> EXERCISE PROMPT
The answer must be every line from the entries below that contains "shelter".

> STUDY MATERIAL
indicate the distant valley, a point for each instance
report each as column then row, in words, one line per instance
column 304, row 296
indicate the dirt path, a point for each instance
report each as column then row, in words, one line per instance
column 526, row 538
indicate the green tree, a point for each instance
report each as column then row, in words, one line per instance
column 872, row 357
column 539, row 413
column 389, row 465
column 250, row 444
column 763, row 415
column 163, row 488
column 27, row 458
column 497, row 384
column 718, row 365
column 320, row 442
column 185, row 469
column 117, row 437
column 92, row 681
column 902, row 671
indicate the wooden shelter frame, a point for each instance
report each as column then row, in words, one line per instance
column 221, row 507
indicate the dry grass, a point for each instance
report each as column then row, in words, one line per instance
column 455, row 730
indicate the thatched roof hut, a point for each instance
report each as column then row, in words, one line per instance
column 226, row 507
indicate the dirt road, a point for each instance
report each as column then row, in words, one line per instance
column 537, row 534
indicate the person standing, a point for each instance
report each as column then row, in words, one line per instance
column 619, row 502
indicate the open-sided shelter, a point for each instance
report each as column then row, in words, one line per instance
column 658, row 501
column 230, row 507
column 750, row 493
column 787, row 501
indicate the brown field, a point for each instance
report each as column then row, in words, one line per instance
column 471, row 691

> RESULT
indicate the wooden shelter frame, a point for each instance
indicate the open-sided shelter, a point for each instance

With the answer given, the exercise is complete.